_Supplied passage:_

The minus sign is because spring restoration force is opposite to displacement direction and the damping force is in the direction opposite to velocity.

m a = m d² x / d t² = - k x - b v

d² x /d t² = -k/m * x - b/m * dx/dt --- (2)

This is the equation of motion in the form of differential equation. The general solution for the above differential equation is in the following form:

let x = A_t e^{-at} Sin (ω' t + Ф') --- (3)

we need to determine A_t, a, and ω'.

differentiate two times:

dx/dt = - a A_t e^{-at} Sin (ω't+Ф')+ + A_tω' e^{-a x} Cos (ω't+Ф') -- (4)

= A_t e^{-at} [ - a Sin ω't + ω' Cos ω't ]

d² x/d t² = a² A_t e^{-at} Sin (ω't+Ф') - a A0 ω' e^{-at} Cos (ω't+Ф')

- A_t a ω' e^{-at} Cos (ω't+Ф') - A_t ω'² e^{-at} Sin (ω't+Ф')

= (a² - ω'²) A_t e^{-at} Sin (ω't+Ф') - 2 A_t a ω'e^{-at} Cos (ω't+Ф') --(5)

Find the RHS of equation (2)

-kx/m - b/m * dx/dt

= -k/m A_t e^{-at} Sin(ω't+Ф') - b/m A_t e^{-at} [- a Sin(ω't+Ф') + ω' Cos(ω't+Ф')]

= A_t e^{-at} Sin(ω't+Ф') [ -k/m + ab/m] - bω'/m A_t e^{-at} Cos(ω't+Ф') --(6)

Compare equations (5) and (6), we get :

(ab - k) / m = (a² - ω'²) -- (7)

a = b/(2m) => b = 2 a m -- (8)

=> 2 a² - k / m = a² - ω'²

=> ω'² = ( k/m - a²) = (ω₀² - a²) = [ω₀² - b²/4m² ]

=> ω' = √[ω₀² - b²/4m² ] --- (9)

also the phase angle of the damped oscillation is :

Cos Ф' = a/ ω₀ = b/(2m ω₀)

Tan Ф' = ω'/a = √[ 4m² ω₀²/ b² - 1 ] = √[ ω₀²/a² - 1 ] --- (10)

in terms of initial value of displacement x = x₀ at t = 0sec and initial velocity v₀ = dx/dt at t = 0sec of the damped oscillations,

Tan Ф' = ω' x₀ / [ v₀ + a x₀ ]

x = A_t e^{ -bt /(2m) } Sin [ ω' t + Ф' ] -- (11)

A_t = x₀ Cosec Ф' from eq (3)

= √ [ x₀² + (v₀ + a x₀)² / ω'² ]

_Instructions for the task:_ Do the following statements agree with the damped oscillation derivation? Answer yes or no for each and quote the deciding words. (a) The damping force acts in the direction opposite to velocity. (b) The derivation sets a equal to b/m. (c) The derivation names A_t, a, and ω' as the quantities to determine.

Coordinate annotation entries

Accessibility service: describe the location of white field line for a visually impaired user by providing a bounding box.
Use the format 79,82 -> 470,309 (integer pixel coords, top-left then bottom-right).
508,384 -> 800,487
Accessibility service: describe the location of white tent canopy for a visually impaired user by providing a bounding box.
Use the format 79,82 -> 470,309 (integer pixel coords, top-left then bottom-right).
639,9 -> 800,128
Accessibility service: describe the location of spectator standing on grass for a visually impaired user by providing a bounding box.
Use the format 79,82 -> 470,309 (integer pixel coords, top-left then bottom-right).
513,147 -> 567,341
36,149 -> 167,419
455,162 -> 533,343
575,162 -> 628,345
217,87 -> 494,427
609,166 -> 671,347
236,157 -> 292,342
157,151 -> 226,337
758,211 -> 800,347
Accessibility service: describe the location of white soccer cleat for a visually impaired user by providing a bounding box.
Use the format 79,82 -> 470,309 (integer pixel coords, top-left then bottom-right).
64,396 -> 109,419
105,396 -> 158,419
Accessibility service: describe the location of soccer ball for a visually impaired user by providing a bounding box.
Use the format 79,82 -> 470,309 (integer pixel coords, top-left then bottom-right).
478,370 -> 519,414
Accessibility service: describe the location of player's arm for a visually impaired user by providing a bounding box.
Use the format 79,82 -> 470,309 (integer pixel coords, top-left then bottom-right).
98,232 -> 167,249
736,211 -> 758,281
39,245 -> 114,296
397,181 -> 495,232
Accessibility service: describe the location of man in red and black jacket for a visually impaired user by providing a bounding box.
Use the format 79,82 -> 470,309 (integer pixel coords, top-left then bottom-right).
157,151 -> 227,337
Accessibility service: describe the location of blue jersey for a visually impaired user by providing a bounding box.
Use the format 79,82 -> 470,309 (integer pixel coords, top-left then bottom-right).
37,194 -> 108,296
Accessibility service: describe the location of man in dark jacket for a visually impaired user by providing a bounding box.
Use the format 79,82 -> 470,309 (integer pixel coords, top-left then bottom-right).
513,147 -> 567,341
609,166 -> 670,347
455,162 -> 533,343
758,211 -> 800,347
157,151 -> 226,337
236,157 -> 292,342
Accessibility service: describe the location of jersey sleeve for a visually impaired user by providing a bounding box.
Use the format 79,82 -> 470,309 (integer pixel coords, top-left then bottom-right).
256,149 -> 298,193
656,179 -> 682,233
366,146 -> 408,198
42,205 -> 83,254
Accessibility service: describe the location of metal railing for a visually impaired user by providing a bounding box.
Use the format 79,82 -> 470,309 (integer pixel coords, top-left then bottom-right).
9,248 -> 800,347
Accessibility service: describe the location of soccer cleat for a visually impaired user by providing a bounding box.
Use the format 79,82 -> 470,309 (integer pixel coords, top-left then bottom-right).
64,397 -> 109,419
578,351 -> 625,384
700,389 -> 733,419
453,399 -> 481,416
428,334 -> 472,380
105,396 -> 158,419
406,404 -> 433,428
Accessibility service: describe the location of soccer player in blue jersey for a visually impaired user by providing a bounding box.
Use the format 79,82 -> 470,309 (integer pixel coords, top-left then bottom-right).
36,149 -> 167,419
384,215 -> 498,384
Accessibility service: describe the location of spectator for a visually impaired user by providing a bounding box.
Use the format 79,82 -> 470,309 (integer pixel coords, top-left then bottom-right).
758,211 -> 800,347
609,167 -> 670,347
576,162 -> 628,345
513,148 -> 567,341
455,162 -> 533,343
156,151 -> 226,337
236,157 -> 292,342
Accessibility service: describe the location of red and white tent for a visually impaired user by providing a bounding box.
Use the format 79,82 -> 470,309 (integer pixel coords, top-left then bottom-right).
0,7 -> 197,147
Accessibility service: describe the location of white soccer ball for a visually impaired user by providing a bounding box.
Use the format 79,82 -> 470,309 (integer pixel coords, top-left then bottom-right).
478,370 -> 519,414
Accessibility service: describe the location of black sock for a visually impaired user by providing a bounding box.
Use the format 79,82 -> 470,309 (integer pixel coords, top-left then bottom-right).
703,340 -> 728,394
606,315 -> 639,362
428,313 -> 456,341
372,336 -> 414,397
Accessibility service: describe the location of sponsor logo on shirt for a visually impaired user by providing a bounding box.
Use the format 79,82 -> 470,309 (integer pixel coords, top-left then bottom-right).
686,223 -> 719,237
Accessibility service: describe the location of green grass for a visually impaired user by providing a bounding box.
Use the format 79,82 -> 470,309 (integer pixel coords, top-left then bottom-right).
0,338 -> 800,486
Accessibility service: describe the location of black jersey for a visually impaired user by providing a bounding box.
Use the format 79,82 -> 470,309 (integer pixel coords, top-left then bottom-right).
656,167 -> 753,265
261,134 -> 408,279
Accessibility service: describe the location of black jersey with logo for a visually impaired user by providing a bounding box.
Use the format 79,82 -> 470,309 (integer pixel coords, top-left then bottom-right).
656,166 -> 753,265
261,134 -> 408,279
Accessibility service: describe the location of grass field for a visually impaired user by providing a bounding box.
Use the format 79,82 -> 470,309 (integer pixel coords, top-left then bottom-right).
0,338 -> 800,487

_Expected answer:_
(a) Yes: "the damping force is in the direction opposite to velocity"
(b) No: "a = b/(2m)"
(c) Yes: "we need to determine A_t, a, and ω'."